→ AIM
Pick out every line of the listing containing the string "target", matching case exactly, and copy those lines.

→ RECORDS FOR THIS EXERCISE
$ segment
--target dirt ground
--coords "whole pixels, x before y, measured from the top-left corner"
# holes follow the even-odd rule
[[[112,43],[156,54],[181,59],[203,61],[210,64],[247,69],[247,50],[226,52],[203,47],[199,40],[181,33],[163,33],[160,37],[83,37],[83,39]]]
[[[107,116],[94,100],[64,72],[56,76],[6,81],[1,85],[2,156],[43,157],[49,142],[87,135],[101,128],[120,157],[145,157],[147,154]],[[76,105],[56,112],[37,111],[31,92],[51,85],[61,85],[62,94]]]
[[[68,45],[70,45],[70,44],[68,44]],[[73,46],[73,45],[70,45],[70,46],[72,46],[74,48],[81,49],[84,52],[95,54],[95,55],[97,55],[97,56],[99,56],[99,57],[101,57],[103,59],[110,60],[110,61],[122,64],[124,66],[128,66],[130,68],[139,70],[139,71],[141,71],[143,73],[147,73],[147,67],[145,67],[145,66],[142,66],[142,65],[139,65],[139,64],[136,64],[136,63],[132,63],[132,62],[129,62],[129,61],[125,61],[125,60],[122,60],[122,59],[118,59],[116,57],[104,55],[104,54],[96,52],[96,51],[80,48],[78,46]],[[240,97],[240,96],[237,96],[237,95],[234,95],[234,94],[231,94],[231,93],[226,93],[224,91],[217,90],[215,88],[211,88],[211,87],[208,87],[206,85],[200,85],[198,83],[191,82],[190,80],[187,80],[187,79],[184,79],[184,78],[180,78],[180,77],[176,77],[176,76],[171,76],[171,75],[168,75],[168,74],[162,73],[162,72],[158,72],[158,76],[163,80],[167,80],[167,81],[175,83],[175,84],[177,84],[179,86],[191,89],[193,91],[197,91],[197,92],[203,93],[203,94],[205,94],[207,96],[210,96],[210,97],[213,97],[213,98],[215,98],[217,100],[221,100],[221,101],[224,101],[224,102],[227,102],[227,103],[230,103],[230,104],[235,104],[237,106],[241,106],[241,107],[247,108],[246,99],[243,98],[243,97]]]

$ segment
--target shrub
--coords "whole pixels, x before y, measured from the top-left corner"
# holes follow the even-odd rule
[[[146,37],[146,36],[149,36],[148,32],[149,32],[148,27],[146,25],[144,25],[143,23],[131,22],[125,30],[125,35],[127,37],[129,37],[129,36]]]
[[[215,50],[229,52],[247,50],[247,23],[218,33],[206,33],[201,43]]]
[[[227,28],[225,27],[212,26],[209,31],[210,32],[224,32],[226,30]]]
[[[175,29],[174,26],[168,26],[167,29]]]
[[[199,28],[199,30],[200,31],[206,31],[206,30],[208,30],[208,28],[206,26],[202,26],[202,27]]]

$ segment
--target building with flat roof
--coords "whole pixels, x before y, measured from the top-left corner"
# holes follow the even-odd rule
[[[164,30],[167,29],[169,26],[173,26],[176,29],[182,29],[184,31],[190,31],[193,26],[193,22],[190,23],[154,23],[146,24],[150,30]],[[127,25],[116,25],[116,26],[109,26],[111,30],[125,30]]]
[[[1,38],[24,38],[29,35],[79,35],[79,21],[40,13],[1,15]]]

→ EXPECTED OUTPUT
--target dirt ground
--target shrub
--target building with flat roof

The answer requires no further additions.